• AIM OF THE EXERCISE
Everything in the records below should be printed exactly, except the pictures.

=-=-=-=-=

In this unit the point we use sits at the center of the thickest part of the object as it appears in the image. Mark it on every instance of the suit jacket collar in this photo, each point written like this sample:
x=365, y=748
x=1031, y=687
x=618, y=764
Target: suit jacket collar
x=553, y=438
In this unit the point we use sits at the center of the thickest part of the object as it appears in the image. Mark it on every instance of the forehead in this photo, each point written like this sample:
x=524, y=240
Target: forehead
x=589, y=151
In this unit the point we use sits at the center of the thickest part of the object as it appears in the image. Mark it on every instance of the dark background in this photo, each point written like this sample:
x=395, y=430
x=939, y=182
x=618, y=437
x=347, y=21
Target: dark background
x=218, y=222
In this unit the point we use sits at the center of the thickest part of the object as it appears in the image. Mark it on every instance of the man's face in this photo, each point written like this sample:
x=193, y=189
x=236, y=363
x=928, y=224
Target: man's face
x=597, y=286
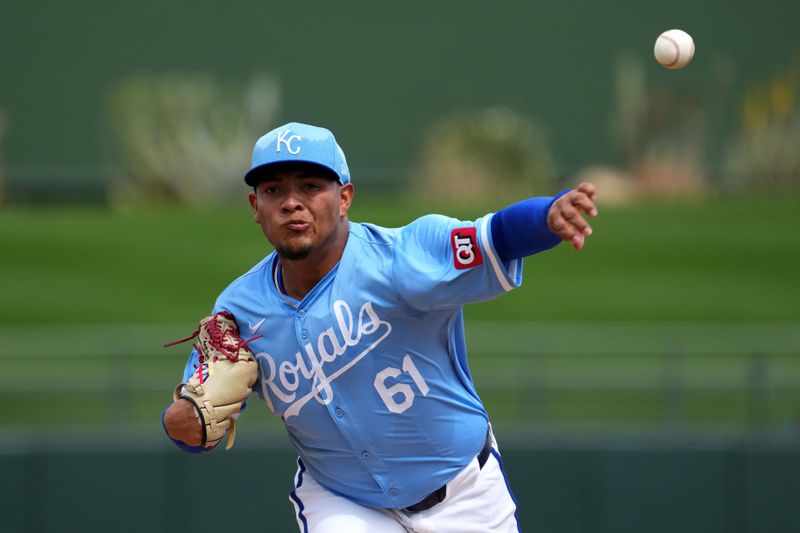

=-=-=-=-=

• EXPECTED OUTPUT
In this unit the point we use sits at the center of the thickest part of the object as it appears in the image. Mark it on every instance of the suit jacket collar in this photo, each point written like this sample:
x=365, y=748
x=1031, y=687
x=618, y=764
Target: suit jacket collar
x=553, y=438
In this unit the point we use sits at the center of the thickest part of the object as it appears in the image. Mark it on every instance of the forehead in this photo, each point written like this sample:
x=524, y=240
Target: forehead
x=589, y=151
In this unit the point we use sits at the center of the thickest part of the object as it appears in the image. Mark it on every instance of the dark background in this photo, each point written like this sample:
x=395, y=430
x=939, y=182
x=618, y=437
x=347, y=21
Target: dark background
x=218, y=222
In this unit the point we use sits at the center of the thickest part of the object as it appears in the image. Mark it on every instance of the man's face in this photo, each point written like this sample:
x=193, y=189
x=236, y=363
x=928, y=224
Target: man's face
x=597, y=286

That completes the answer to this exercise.